>> Start Source document

What about average song placements on the charts?
plt.figure(figsize=(20, 15))
ax = sns.lineplot(
x=rolling.index,
y=rolling["average_song_pos"].values,
)
ax.invert_yaxis()
plt.title("Average Chart Position over time")
plt.ylabel("Average Chart Position")
plt.show()
Interesting. It appears that, even though the average amount of charting songs is rising, the average position of these songs is falling, especially in the region between 2018 to 2022 where we saw the greatest rise in the number of total songs on the chart.
In conclusion, despite having more songs on the chart, the songs do seem to be less highly popular than before. This may be related with our results about new artists, due to people simply listening to music from the same few people nowadays.
Now, let us investigate the albums with the best user score, vs. the best critic score.
metacritic_by_user = metacritic_scores.sort_values(
by="user_score", ascending=False
).head(25)
metacritic_by_critic = metacritic_scores.sort_values(
by="critic_score", ascending=False
).head(25)
plt.figure(figsize=(20, 15))
ax = sns.barplot(
x=metacritic_by_user["user_score"],
y=metacritic_by_user["album_name"] + "/" + metacritic_by_user["artist"],
)
ax.bar_label(ax.containers[0], fmt=" %.2f")
plt.xlim((8, 10))
plt.title("Top User-Ranked albums")
plt.ylabel("Album")
plt.show()
plt.figure(figsize=(20, 15))
ax = sns.barplot(
x=metacritic_by_critic["critic_score"],
y=metacritic_by_critic["album_name"] + "/" + metacritic_by_critic["artist"],
)
ax.bar_label(ax.containers[0], fmt=" %.2f")
plt.xlim((80, 100))
plt.title("Top Critic-Ranked albums")
plt.ylabel("Album")
plt.show()
It seems that the critic's top ratings don't really match up to the users'.
Let us investigate further with a plot:
plt.figure(figsize=(20, 15))
sns.scatterplot(
x=metacritic_scores["critic_score"], y=metacritic_scores["user_score"], color="r"
)
ax = sns.kdeplot(
x=metacritic_scores["critic_score"],
y=metacritic_scores["user_score"],
cmap="viridis",
fill=True,
alpha=0.9,
)
plt.ylim((0, 10))
plt.xlim((0, 100))
ax.add_line(plt.Line2D((0, 100), (0, 10), ls=":", color="red"))
plt.title("Critic v. User Score")
plt.show()
The KDE suggests that user scores are, on average, slightly higher than critic scores, as evidenced by the red line. This is true especially as critic score rises.
However, it does seem that, in general, user ratings rise as critic rating rises.
Let us investigate by plotting a barplot of critic and user rating for the top 10 critically acclaimed albums:
to_plot = (
metacritic_by_critic[["album_name", "artist", "user_score", "critic_score"]]
.head(10)

>> End Source document
>> Start Stored rows

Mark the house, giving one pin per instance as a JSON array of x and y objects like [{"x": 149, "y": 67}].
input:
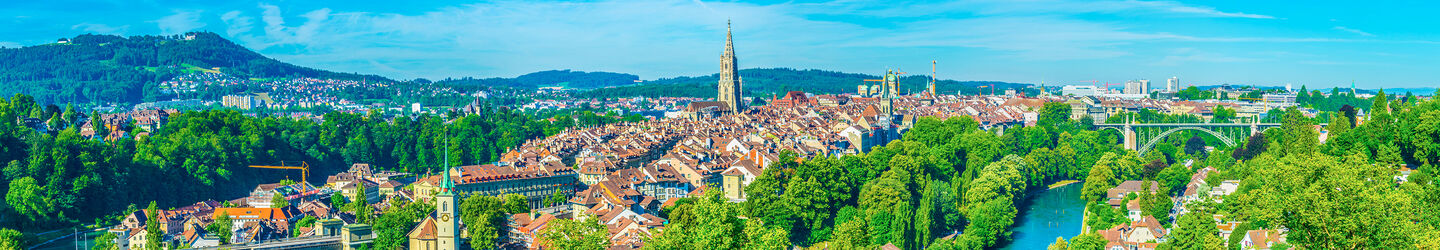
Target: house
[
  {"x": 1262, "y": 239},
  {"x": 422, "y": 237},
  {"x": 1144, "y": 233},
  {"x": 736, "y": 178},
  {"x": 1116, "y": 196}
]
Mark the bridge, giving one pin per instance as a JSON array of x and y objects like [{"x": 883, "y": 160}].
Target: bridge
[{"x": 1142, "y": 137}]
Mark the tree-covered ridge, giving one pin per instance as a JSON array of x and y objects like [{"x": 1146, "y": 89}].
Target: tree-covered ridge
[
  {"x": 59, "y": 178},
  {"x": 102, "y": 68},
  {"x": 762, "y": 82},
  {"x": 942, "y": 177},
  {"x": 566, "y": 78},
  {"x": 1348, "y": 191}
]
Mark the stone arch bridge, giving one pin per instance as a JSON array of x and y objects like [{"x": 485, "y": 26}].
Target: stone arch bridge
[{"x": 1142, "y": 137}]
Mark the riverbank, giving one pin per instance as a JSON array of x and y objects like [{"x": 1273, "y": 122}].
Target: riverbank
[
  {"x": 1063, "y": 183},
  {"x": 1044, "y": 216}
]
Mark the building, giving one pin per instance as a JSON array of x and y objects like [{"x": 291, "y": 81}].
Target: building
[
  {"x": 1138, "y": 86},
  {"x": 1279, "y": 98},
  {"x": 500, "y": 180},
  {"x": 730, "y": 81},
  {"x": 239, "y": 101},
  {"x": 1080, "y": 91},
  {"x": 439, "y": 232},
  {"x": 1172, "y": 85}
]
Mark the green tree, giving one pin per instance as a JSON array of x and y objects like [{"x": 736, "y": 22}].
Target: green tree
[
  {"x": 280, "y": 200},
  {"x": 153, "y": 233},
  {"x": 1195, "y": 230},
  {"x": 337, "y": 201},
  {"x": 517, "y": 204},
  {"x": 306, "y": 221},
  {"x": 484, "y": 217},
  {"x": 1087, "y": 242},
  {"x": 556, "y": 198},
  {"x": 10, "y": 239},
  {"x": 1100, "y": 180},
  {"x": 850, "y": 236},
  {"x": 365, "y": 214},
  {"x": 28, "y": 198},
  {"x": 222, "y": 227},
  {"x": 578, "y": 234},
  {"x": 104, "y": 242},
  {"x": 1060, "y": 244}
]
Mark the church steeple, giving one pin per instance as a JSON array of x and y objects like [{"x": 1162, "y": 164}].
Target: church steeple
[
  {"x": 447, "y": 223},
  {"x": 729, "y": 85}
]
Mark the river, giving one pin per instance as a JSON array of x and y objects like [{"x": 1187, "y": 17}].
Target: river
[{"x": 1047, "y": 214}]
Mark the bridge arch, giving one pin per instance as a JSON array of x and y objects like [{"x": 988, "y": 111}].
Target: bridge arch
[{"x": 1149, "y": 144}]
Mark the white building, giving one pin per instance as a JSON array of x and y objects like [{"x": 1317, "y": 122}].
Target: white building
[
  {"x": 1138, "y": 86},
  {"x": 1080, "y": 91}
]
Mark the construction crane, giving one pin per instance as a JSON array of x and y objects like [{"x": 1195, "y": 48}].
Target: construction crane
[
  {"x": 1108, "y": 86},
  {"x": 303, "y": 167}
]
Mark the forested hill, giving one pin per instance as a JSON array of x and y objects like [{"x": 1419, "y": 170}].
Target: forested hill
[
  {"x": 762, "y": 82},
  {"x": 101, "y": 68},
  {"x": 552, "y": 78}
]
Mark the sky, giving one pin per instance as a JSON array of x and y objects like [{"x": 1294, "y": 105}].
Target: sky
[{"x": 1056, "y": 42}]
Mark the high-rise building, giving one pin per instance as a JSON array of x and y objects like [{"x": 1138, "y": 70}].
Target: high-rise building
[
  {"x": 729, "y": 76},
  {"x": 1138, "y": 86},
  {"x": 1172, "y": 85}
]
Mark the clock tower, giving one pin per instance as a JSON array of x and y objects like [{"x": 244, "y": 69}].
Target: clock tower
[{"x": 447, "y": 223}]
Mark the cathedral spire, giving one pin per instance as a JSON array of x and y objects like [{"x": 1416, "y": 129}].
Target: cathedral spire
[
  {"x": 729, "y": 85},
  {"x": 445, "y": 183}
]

>> End Stored rows

Your objective: Extract, word for word, the stretch of the music-chart analysis from "Let us investigate further" through "plt.xlim((0, 100))".

Written response:
Let us investigate further with a plot:
plt.figure(figsize=(20, 15))
sns.scatterplot(
x=metacritic_scores["critic_score"], y=metacritic_scores["user_score"], color="r"
)
ax = sns.kdeplot(
x=metacritic_scores["critic_score"],
y=metacritic_scores["user_score"],
cmap="viridis",
fill=True,
alpha=0.9,
)
plt.ylim((0, 10))
plt.xlim((0, 100))